Please copy everything from the start of the entries below down through the line containing "547L864 558L862 626L876", including that line, and leave the pictures out.

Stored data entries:
>>>>>

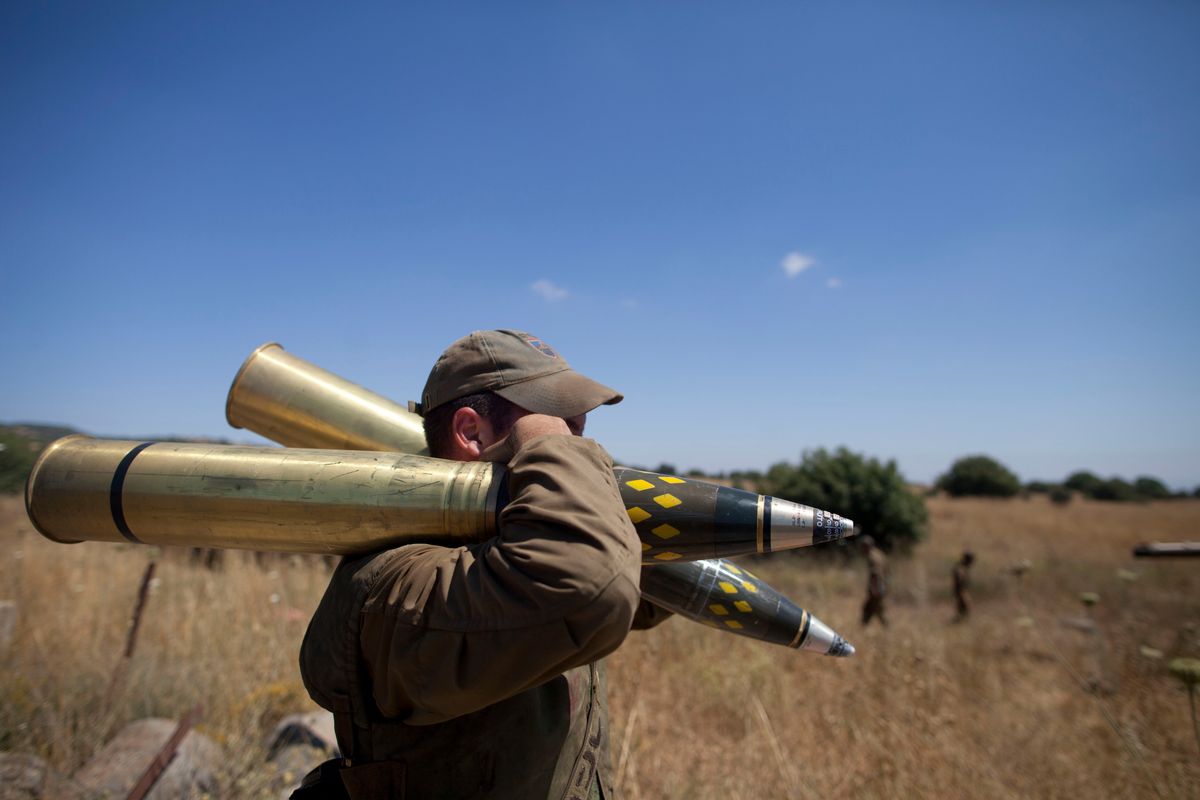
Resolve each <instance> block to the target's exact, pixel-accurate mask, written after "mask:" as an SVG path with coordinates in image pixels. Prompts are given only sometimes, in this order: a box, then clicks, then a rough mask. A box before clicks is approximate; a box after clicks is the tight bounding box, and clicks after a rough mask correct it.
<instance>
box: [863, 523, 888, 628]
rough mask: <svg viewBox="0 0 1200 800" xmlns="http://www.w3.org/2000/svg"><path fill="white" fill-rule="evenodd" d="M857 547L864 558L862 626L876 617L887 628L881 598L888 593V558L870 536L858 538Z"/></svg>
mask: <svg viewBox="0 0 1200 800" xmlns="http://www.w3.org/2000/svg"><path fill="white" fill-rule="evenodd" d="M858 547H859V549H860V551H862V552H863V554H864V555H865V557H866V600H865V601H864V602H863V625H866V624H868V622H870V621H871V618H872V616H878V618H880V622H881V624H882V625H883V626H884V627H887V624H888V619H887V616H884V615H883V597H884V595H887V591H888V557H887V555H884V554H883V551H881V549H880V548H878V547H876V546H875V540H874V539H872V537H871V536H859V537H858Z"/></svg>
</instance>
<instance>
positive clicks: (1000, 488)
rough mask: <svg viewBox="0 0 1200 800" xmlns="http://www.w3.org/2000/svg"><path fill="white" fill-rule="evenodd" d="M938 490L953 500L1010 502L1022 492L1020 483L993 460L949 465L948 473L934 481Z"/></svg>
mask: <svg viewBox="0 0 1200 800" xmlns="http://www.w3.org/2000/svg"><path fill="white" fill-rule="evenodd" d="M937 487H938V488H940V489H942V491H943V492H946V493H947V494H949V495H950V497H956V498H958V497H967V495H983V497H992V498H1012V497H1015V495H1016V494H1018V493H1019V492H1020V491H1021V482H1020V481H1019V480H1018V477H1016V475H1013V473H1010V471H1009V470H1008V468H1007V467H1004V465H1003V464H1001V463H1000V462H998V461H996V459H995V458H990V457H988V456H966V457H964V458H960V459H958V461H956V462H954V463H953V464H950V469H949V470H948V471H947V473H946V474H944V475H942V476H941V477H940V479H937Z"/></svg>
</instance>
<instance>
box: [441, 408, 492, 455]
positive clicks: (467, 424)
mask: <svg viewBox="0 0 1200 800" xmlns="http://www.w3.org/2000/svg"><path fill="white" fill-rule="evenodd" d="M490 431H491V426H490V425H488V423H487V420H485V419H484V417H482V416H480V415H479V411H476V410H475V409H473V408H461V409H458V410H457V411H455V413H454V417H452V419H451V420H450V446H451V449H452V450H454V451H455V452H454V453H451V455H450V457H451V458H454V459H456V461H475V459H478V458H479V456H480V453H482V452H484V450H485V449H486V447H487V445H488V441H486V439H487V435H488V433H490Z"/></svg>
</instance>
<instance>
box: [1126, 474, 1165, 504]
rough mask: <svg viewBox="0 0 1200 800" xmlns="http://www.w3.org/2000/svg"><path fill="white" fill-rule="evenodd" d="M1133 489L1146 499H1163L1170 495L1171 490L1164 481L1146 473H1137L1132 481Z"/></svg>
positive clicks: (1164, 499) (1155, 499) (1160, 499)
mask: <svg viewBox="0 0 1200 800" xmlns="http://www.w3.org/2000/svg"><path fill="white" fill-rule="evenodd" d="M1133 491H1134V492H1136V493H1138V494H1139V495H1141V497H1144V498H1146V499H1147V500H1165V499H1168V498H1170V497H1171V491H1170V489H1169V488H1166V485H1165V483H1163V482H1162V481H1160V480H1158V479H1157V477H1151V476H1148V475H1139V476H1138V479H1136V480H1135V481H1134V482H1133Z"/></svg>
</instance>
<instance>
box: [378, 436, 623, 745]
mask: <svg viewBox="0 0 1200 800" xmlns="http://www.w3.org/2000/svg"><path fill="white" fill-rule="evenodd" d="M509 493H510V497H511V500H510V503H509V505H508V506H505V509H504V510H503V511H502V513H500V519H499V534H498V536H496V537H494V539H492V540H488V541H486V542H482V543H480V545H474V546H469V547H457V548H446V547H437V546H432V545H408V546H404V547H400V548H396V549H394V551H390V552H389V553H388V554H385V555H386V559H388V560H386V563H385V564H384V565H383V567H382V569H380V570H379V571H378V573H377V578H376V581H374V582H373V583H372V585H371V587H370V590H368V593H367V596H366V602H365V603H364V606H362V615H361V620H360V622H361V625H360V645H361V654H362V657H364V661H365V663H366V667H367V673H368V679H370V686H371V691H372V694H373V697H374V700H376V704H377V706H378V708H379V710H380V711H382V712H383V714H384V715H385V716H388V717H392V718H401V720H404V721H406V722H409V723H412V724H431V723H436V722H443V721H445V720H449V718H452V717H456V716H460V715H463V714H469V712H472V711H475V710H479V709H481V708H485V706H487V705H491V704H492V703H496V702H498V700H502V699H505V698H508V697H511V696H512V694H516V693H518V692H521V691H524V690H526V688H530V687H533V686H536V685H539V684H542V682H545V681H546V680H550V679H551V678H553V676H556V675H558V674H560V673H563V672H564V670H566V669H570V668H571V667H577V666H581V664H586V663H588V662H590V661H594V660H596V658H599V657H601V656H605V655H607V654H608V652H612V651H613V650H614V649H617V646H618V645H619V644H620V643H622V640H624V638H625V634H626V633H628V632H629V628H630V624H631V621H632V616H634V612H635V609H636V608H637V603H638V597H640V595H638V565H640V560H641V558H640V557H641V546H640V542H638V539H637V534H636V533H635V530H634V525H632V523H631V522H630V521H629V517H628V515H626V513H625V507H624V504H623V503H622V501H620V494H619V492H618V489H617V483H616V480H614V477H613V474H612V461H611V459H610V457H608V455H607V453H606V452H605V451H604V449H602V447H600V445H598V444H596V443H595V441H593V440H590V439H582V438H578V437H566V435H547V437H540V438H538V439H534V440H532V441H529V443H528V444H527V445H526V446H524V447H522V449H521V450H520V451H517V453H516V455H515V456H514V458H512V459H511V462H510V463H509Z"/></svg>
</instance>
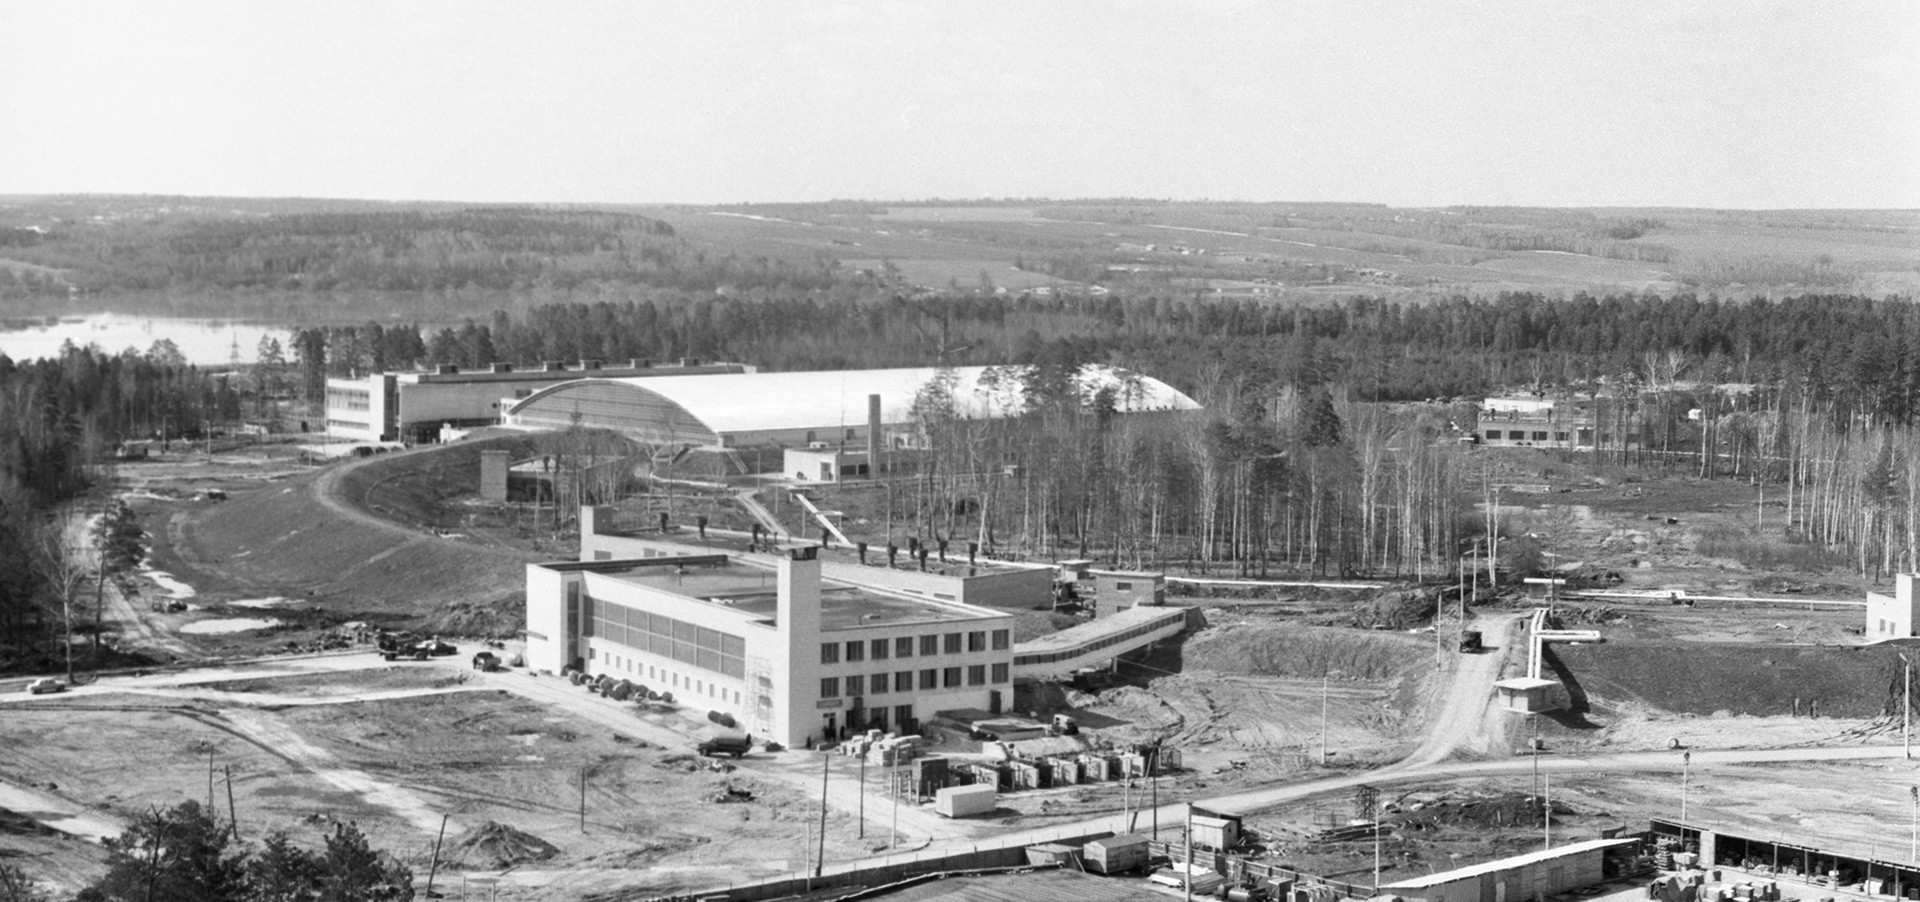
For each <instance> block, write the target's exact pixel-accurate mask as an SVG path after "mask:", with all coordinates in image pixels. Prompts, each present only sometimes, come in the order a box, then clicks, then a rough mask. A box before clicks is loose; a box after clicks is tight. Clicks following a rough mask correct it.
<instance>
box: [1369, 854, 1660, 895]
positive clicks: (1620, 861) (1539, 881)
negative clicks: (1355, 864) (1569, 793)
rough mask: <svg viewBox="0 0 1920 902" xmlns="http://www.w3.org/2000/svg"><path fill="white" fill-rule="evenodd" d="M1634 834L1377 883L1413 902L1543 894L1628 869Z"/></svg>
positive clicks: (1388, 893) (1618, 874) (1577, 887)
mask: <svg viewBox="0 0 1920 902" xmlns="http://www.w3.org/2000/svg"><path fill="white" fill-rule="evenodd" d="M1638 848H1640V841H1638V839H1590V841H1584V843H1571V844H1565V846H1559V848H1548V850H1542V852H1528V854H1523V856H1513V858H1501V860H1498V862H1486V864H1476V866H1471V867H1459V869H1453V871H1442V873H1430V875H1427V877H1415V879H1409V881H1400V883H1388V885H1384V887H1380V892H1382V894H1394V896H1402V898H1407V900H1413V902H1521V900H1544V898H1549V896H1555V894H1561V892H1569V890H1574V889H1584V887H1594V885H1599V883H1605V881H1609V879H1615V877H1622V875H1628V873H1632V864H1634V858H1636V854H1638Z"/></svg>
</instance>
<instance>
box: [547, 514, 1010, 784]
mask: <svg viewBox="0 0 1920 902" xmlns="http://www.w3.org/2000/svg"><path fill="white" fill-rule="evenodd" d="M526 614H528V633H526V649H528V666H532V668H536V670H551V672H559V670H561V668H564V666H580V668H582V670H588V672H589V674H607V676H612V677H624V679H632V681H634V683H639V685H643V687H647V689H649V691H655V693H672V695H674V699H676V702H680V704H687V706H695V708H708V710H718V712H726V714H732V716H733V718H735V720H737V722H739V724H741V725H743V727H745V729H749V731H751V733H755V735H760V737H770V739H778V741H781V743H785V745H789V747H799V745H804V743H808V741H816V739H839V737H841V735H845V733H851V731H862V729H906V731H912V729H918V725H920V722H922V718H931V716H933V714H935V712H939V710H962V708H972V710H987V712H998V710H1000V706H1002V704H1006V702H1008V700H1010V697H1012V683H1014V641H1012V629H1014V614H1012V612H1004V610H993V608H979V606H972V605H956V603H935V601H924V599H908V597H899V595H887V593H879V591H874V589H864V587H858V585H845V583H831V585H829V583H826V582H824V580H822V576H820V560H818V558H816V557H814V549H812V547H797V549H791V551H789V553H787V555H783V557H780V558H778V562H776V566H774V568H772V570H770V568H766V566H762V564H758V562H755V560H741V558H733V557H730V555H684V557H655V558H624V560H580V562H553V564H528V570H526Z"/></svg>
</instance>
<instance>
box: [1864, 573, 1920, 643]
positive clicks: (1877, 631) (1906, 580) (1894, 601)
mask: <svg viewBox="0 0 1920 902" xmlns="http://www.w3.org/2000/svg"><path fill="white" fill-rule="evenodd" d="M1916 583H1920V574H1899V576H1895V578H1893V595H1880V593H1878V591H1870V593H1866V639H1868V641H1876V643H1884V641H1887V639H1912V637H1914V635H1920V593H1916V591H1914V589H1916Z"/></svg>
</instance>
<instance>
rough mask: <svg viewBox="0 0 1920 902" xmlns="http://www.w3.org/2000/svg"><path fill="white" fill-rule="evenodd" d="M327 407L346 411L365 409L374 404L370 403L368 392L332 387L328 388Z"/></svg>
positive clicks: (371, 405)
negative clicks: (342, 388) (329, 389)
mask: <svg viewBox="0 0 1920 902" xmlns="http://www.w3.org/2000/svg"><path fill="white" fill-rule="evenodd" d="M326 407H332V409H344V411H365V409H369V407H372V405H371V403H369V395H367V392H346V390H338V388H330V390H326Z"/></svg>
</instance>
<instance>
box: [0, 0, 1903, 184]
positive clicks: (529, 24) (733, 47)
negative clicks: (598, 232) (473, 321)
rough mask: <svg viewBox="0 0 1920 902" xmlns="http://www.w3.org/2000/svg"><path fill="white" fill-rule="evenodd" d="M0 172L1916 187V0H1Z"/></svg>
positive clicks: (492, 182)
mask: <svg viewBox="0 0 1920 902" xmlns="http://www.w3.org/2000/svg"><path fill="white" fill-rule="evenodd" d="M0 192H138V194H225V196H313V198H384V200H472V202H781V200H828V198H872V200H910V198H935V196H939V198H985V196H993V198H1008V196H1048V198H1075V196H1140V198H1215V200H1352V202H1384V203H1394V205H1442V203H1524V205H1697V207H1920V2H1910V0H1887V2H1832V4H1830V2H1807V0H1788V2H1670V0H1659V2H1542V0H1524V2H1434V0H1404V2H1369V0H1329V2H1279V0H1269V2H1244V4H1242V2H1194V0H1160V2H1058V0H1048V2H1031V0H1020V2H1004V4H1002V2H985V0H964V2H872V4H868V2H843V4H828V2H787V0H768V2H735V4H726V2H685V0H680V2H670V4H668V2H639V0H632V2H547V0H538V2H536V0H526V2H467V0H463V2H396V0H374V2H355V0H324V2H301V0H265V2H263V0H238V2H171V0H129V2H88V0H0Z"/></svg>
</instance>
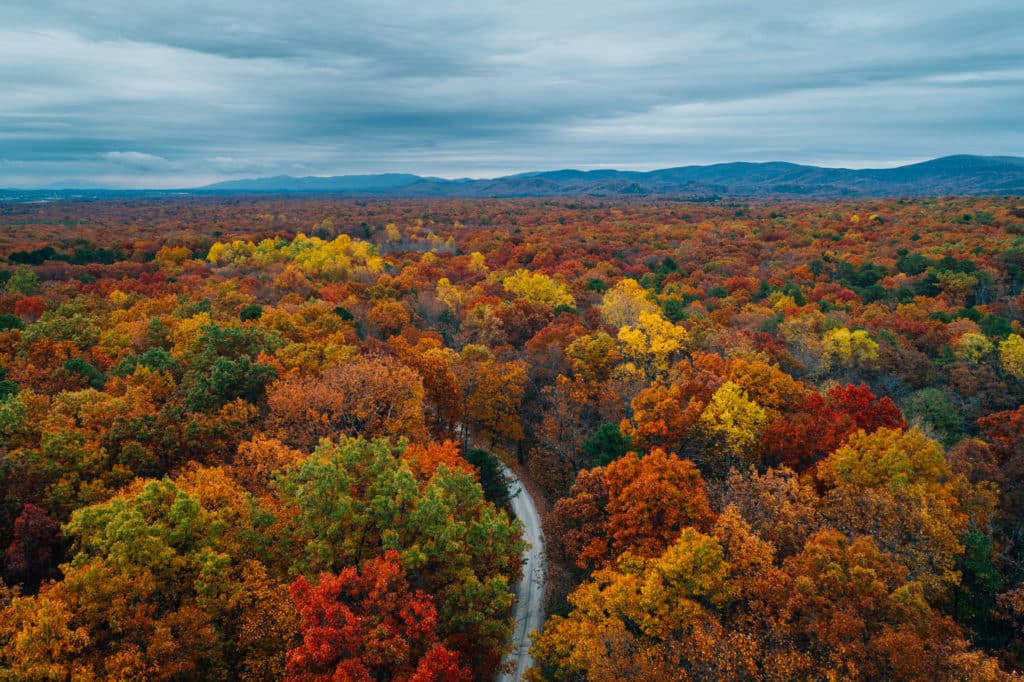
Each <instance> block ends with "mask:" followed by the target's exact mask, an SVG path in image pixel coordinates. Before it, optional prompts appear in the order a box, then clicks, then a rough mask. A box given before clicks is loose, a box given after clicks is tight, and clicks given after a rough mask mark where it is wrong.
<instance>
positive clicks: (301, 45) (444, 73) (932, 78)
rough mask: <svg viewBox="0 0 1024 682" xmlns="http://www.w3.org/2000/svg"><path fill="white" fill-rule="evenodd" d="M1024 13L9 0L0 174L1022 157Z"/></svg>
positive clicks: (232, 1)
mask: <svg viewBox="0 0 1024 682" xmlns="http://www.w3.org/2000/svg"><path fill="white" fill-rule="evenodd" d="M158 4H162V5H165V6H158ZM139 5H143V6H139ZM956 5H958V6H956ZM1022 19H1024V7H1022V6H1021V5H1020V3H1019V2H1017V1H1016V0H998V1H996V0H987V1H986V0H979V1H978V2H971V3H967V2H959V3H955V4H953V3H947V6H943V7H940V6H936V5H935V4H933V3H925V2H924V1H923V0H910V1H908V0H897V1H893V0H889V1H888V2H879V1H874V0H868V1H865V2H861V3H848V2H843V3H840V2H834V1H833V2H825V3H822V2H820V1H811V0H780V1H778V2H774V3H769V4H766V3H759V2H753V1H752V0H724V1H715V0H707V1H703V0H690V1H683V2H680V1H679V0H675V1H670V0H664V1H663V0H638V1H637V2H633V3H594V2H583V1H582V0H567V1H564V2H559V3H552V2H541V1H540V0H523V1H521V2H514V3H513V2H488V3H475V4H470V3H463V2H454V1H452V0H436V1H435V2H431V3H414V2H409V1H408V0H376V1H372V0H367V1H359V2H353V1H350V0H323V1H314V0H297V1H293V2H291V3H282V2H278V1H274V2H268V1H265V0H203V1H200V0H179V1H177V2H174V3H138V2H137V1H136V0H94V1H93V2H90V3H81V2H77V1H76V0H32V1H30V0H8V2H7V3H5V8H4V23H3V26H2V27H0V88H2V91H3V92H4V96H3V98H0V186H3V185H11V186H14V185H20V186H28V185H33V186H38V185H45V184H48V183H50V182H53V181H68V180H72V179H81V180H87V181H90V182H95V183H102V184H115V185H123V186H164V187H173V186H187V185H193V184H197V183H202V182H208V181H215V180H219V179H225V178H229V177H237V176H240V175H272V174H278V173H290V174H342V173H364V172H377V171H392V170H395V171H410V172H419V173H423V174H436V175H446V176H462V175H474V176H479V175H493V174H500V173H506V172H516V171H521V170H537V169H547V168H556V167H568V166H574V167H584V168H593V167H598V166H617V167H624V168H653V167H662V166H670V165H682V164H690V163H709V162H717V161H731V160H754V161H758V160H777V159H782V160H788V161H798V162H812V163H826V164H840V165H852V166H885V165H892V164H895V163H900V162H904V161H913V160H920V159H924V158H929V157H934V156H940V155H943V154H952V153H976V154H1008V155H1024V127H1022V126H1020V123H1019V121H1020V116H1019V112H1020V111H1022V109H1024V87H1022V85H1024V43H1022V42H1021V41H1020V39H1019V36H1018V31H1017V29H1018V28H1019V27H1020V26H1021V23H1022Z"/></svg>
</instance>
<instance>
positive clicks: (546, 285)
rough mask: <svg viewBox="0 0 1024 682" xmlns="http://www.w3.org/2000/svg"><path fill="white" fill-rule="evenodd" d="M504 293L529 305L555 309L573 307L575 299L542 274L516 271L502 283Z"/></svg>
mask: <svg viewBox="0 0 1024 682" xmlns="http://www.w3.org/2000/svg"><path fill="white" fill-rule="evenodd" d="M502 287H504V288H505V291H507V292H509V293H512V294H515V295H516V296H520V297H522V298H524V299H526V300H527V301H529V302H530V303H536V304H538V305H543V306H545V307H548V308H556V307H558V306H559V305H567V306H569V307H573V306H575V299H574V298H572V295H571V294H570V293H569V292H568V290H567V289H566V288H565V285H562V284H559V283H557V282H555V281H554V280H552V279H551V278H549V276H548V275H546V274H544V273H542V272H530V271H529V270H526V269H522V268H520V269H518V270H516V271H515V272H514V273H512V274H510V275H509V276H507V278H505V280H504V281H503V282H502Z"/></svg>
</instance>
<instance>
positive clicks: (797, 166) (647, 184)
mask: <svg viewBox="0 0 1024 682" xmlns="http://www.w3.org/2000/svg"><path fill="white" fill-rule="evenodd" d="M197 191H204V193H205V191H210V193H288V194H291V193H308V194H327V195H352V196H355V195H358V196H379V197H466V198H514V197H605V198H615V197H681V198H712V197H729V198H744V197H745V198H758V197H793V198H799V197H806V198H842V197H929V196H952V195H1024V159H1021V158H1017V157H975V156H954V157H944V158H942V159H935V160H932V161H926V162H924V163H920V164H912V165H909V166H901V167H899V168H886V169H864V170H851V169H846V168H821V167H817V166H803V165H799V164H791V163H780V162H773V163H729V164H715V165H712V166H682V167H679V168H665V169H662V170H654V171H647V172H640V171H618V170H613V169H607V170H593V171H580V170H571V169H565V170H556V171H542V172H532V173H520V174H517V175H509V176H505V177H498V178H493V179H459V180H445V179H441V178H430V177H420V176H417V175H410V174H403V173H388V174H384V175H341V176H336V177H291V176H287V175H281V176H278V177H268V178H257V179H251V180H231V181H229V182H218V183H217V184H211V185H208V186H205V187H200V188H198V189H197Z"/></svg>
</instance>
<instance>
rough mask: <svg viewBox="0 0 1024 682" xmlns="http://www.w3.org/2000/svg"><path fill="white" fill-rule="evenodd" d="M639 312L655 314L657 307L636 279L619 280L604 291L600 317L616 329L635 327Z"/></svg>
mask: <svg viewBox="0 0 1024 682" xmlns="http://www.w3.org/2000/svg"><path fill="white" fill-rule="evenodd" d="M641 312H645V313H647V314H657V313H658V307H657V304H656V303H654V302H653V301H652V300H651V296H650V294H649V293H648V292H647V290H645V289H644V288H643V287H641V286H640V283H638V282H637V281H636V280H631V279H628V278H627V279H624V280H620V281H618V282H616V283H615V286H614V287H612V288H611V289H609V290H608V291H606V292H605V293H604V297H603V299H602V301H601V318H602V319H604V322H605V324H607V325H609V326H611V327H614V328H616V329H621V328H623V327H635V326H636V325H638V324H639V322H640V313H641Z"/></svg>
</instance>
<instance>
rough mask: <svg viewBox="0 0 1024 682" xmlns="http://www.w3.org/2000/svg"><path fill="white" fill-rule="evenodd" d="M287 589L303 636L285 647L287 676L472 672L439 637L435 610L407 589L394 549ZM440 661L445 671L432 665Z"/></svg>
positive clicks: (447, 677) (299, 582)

<<<<<

# ANSWER FOR THE TASK:
Resolve each <instance> block to the target's exact, pixel-accurate mask, written after "mask:" as an SVG path with coordinates in image pixels. Prompts are given only sometimes, in this order: a box, then clicks, then a rough mask. A box before clicks is approximate; a box after clicks is the tight bounding box, and clicks after a rough mask correct it.
<instance>
box: [863, 523, 888, 628]
rough mask: <svg viewBox="0 0 1200 800" xmlns="http://www.w3.org/2000/svg"><path fill="white" fill-rule="evenodd" d="M857 547L864 558L862 626L876 617L887 628L881 598L888 593V558L870 536L858 538Z"/></svg>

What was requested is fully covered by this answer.